Quoted passage:

DECISION
GOODRIDGE JA:
Introduction
[1] This is an appeal against sentence on the ground that it is excessive.
[2] The appellant, a Guyanese national, and another man, Christopher Omar McCollin (the co- accused), were indicted for the murder of Anna Druizhinina (the deceased) on 8 November 2008. At his arraignment on 11 September 2012, the appellant pleaded not guilty of murder but guilty of manslaughter. That plea was accepted by the Director of Public Prosecutions (DPP). On 11 December 2012, Crane Scott J sentenced the appellant to 25 years imprisonment. Having given him full credit for 4 years and 26 days spent on remand, the judge then ordered the appellant to serve 20 years and 339 days in prison.
[3] This appeal was set down for hearing on 28 May 2014. That date was vacated because Mr. Ajamu Boardi, counsel for the appellant, filed the grounds of appeal on 26 May 2014, two days prior to the hearing date. On 16 March 2015, the matter was adjourned at Mr. Boardi's request until 5 May 2015. However, Mr. Boardi was ill on that date and the matter was adjourned for one week. The appeal was eventually heard on 13 May 2015.

Dataset records:
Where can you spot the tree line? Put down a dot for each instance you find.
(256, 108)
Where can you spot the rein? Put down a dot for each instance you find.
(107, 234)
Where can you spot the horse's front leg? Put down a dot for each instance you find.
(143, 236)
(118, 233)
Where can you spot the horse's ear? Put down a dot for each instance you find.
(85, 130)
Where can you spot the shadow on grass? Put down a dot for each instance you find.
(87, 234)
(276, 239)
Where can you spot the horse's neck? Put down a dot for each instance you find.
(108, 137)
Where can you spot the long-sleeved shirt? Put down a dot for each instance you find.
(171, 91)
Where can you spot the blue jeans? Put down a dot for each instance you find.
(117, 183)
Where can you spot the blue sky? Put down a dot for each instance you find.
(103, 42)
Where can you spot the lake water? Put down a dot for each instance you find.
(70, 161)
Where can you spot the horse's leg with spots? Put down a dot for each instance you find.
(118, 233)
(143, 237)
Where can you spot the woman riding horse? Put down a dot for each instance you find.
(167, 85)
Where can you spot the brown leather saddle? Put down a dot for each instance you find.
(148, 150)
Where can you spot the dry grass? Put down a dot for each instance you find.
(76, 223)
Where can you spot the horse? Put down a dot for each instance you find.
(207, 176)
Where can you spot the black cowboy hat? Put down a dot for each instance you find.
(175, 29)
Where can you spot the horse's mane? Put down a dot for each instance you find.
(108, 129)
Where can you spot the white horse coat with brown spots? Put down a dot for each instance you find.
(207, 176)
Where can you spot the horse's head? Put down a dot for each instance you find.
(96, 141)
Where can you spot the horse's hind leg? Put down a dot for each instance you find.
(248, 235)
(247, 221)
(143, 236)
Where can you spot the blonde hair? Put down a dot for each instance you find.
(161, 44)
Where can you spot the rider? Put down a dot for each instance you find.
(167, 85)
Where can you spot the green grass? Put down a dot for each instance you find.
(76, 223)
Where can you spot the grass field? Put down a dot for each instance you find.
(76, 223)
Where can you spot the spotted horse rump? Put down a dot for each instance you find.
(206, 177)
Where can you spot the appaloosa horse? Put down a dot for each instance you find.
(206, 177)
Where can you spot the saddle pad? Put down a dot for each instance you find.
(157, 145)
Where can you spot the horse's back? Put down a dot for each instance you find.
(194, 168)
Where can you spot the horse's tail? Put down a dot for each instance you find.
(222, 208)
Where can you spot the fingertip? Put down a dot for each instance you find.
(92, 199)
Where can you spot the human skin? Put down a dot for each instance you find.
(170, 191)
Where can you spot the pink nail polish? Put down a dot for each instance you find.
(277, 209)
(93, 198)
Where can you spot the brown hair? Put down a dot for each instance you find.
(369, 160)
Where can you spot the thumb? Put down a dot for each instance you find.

Written task 1:
According to the sentencing appeal decision, on what date was the appeal finally heard?
Written task 2:
Which people does the sentencing appeal decision mention by name?
Written task 3:
Transcribe the sentencing appeal decision from "[3] This appeal" up to and including "13 May 2015.".

Complete answer 1:
13 May 2015

Complete answer 2:
Goodridge JA, Christopher Omar McCollin, Anna Druizhinina, Crane Scott J, and Ajamu Boardi

Complete answer 3:
[3] This appeal was set down for hearing on 28 May 2014. That date was vacated because Mr. Ajamu Boardi, counsel for the appellant, filed the grounds of appeal on 26 May 2014, two days prior to the hearing date. On 16 March 2015, the matter was adjourned at Mr. Boardi's request until 5 May 2015. However, Mr. Boardi was ill on that date and the matter was adjourned for one week. The appeal was eventually heard on 13 May 2015.